+++ Data records
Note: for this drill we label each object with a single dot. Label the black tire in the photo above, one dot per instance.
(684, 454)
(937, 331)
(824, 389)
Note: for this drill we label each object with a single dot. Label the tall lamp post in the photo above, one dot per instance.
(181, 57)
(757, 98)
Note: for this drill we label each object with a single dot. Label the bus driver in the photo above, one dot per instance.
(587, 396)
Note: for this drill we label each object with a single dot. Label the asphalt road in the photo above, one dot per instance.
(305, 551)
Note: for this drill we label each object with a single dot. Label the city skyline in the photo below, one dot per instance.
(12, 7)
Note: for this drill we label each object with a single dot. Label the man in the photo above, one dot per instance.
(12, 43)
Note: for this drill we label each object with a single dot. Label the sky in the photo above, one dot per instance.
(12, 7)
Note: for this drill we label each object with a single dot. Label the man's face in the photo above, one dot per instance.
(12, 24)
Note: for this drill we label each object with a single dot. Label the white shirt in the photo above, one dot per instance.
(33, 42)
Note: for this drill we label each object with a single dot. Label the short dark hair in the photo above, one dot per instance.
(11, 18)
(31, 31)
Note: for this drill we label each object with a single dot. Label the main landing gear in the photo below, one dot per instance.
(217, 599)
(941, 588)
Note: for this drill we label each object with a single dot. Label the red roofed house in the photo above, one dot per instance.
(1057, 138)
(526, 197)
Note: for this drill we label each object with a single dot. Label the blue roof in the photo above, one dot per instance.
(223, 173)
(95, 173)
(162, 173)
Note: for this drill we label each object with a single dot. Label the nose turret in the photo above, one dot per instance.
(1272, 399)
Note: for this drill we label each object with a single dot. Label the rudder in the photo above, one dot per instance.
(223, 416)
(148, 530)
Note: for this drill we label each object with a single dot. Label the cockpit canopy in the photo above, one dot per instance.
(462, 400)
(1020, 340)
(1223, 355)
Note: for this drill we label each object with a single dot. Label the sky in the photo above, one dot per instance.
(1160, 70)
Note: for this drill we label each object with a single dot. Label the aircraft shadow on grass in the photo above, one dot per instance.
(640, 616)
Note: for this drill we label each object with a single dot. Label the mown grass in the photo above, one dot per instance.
++++++
**What to do:**
Repeat the lines from the one containing "Label the asphalt" through the end of the listing, exactly and without any other lines; both ends are included.

**Exercise response:**
Note: for this drill we label each object with a single dot. Label the asphalt road in the photo above, one dot per instance.
(305, 551)
Note: for this drill we label each object with a single dot. Label the city skyline in the photo below, one dot per instance.
(12, 7)
Note: for this drill we label each object with a single dot. Label the man in the photo above, one dot per instance.
(12, 43)
Note: for this drill we label each object with a single dot. Label the sky in the photo above, one dot per instance.
(12, 7)
Note: for this drill we label each object with a single dot. Label the man's face in the photo above, one dot per instance.
(12, 24)
Note: for this drill we label each object with a single dot. Label the white shirt in the photo above, one dot per instance.
(33, 42)
Note: for this drill we label each object with a single dot. Label the short dark hair in the photo above, one dot per instance.
(11, 18)
(31, 31)
Note: for this drill we label each object with a single dot. Label the main landing gear in the photo below, one dot per instance.
(217, 599)
(941, 588)
Note: for this drill we label each object with a single dot. Label the red roofed house in the photo above, one dot per instance.
(1057, 138)
(526, 197)
Note: for this drill we label each object with a single dot. Label the blue roof in the photo above, one dot per instance.
(223, 173)
(95, 173)
(162, 173)
Note: for this drill we label each object with a single dot. Label the nose turret in the photo above, one dot per instance.
(1272, 399)
Note: for this drill we label each object with a single dot. Label the rudder in the photo above, one dot per instance.
(223, 416)
(148, 530)
Note: for this drill we label each object with a single dot. Label the cockpit canopy in the photo above, one dot per instance.
(462, 400)
(1020, 340)
(1223, 355)
Note: for this drill we label each object with a single dot. Label the sky in the photo above, one dot per instance.
(1160, 70)
Note: for this drill we label each object with a single dot. Label the aircraft shadow on grass in the photo above, one dot per instance.
(640, 616)
Note: for this drill we label each object with a single dot. Label the mown grass in the photo above, one dot per instance.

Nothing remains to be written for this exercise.